PROBLEM DETAILS
Nothing other than the lines from the one containing "[indicate] blue track" through the last line of the data below should be output, each reproduced exactly.

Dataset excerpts
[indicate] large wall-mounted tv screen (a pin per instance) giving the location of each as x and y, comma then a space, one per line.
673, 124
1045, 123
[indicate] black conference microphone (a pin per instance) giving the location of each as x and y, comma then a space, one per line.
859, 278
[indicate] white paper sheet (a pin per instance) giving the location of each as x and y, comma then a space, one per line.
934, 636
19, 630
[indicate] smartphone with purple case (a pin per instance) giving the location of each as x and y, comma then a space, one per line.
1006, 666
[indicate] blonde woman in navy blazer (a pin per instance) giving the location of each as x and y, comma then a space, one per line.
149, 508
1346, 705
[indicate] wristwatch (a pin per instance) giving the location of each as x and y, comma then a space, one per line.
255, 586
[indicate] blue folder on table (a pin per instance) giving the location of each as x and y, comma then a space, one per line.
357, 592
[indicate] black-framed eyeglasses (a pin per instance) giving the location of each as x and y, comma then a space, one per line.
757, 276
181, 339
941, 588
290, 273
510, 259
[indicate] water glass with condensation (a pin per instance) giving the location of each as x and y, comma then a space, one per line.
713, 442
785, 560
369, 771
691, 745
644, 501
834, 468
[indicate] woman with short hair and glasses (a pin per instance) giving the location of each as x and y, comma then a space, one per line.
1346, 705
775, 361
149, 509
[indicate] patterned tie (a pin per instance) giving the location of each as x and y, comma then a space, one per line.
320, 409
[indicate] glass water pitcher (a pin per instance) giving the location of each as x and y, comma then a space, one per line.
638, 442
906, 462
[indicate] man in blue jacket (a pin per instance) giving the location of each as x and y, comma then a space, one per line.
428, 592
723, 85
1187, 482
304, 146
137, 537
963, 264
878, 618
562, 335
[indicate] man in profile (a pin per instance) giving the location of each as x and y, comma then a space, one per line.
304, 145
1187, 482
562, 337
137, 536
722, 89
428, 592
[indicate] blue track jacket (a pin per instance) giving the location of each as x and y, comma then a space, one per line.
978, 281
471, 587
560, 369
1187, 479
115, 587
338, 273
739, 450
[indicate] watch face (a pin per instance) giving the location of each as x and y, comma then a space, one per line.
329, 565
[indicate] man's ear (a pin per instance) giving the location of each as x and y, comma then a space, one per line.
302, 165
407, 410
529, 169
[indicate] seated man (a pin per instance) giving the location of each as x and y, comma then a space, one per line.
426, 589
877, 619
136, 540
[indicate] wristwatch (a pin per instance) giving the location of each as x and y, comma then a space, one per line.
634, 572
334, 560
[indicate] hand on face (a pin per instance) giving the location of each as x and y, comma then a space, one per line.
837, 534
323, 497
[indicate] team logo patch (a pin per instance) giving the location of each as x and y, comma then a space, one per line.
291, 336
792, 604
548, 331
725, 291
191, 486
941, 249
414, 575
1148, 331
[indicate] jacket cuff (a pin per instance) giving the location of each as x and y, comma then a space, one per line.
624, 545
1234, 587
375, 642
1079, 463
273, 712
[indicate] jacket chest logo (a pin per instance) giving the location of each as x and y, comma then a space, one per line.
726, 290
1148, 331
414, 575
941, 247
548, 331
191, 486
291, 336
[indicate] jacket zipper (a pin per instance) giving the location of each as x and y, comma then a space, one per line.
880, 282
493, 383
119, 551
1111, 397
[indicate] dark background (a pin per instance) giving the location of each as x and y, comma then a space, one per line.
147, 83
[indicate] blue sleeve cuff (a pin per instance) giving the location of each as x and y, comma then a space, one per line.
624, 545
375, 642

EXPECTED OUTPUT
[indicate] blue track jacket (a pin per instance) giving the location of each as x and y, comma then a space, one per line.
978, 281
471, 587
560, 369
1187, 479
115, 587
338, 273
739, 450
[indicate] watch face (a pin per instance) giving the location of each as x and y, comma then a space, one per line.
329, 565
[indicate] man's ear (a pin per instance) giving the location of each as x and y, comma then a space, one per line.
302, 165
407, 410
529, 169
[indicate] seated man (a pin per instance) giving the location of each as x and y, comma then a space, one per line.
426, 589
877, 619
136, 540
[indicate] wristwatch (a pin per instance) giving the location of each as x and y, comma then a space, one per line.
634, 572
334, 560
[indicate] hand on face (a pin per instance) giving the location of each as x and y, comma then a space, one per line.
837, 534
323, 497
[indicate] team logo patch (a pin per instance) giving the location of each as x and y, comma then a space, one per line.
291, 336
792, 604
548, 331
725, 291
191, 486
941, 249
414, 575
1148, 331
[indicate] jacket cuff (a pin per instance) giving the location of each as x and y, comma then a space, one per line.
624, 545
1234, 587
375, 642
1079, 463
273, 712
[indicate] jacket chest logo (a pin per instance) giving the location of each as x and y, comma then a space, one per line.
726, 290
1148, 331
414, 575
941, 247
548, 331
191, 486
291, 336
[indicate] jacket zipper (a pin per instance) giving the location of each as x and y, comma then a space, one per line.
880, 282
493, 383
119, 551
1111, 397
[indicate] dark background (a pin per instance) giving the location of each as x and y, comma then a space, one per line.
147, 83
[indicate] blue sleeve cuff (a pin per instance) giving the location of each as x and y, comma then a space, one per line.
624, 545
375, 642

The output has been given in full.